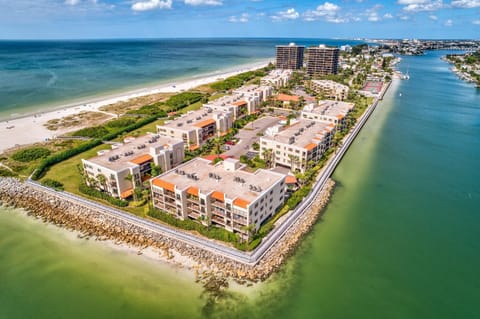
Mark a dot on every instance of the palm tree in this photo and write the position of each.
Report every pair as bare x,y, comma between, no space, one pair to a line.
103,181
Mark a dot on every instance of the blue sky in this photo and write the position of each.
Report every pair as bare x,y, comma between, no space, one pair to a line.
71,19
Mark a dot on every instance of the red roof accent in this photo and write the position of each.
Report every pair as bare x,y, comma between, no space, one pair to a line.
141,159
290,179
163,184
205,123
287,98
212,157
193,191
240,202
240,103
218,196
127,193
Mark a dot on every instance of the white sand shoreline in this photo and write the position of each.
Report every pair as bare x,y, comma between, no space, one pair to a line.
29,128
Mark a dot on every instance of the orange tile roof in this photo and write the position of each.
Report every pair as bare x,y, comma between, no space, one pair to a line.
240,103
141,159
218,196
288,98
290,179
163,184
240,202
205,123
193,191
127,193
193,147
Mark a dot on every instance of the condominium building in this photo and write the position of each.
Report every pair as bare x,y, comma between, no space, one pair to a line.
294,146
277,78
335,112
239,105
322,60
330,89
260,91
221,194
196,127
290,56
120,170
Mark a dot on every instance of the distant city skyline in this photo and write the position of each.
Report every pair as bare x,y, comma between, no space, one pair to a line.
92,19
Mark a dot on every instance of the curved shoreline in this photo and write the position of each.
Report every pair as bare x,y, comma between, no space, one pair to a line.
89,222
29,128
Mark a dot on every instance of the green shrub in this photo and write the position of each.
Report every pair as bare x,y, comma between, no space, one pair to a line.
93,132
84,189
30,154
6,173
61,156
191,225
52,184
121,122
182,100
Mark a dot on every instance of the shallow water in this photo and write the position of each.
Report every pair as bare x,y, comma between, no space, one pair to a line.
398,240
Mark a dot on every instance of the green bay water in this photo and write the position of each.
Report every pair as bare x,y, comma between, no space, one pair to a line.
399,238
38,75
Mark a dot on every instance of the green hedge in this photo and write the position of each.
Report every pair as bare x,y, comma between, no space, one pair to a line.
6,173
182,100
93,132
236,81
58,157
30,154
98,194
121,122
188,224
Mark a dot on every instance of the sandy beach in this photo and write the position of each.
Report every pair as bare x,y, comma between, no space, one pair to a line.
30,128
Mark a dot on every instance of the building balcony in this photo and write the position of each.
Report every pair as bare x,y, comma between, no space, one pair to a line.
218,220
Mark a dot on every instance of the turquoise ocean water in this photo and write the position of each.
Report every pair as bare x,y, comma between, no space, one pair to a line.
398,240
36,75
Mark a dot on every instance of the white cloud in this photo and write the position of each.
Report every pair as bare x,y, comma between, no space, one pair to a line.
328,11
151,4
204,2
243,18
407,2
289,14
466,3
421,5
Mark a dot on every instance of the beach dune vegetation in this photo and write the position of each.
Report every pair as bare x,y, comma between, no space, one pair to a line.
30,154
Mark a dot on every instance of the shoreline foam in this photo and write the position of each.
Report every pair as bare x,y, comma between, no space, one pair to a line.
29,128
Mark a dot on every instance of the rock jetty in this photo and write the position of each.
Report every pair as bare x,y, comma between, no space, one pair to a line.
90,222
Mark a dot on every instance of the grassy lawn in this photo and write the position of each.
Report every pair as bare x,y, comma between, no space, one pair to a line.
67,172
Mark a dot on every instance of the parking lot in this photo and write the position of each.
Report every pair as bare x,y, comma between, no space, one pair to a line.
248,135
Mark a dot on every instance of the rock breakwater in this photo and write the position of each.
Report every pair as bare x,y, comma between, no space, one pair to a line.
91,222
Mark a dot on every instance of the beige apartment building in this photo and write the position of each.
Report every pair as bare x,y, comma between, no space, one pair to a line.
196,127
277,78
335,112
262,92
222,194
294,146
238,105
322,60
120,170
330,89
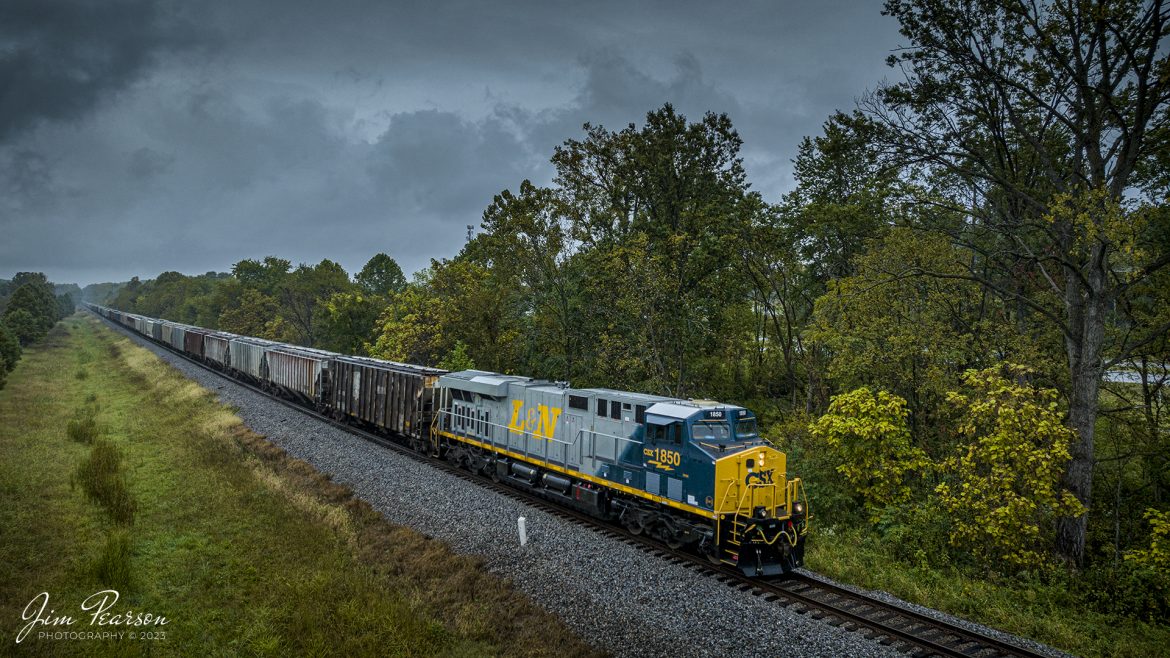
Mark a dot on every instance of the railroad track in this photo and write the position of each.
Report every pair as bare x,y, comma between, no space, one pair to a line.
889,624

.....

■ **Work to complete**: Reproduce the records word for word, from the line containing "Mark a dot on every instance of the grassy" through the final line of the records, and leave the pictures out of your copy.

■ **Answer for this exercise**:
Mark a dot on every instance of the grassy lawn in this photo and write the position of each.
Report every pair as bare x,y, comma between, no space, one pair to a line.
67,172
Mark a dot on every instance of the parking lot in this photo and write the position of each.
Report every pair as bare x,y, comma between, no space, one pair to a line.
248,135
Mark a dot on every instance of the rock breakwater in this photo and write the position of each.
Report every pair as bare x,y, comma between, no space, one pair to a line.
91,222
Mark a dot on every instance of the beige apartment building in this photo and write the position of each.
Report every pair as bare x,y, comma between, no space, one pair to a line.
196,127
277,78
335,112
262,92
222,194
294,146
238,105
322,60
120,170
330,89
Mark a dot on every instance of the railroad track in this photo and write the position of each.
Report every pair as bare x,y, comma between, no space, one pair to a line.
889,624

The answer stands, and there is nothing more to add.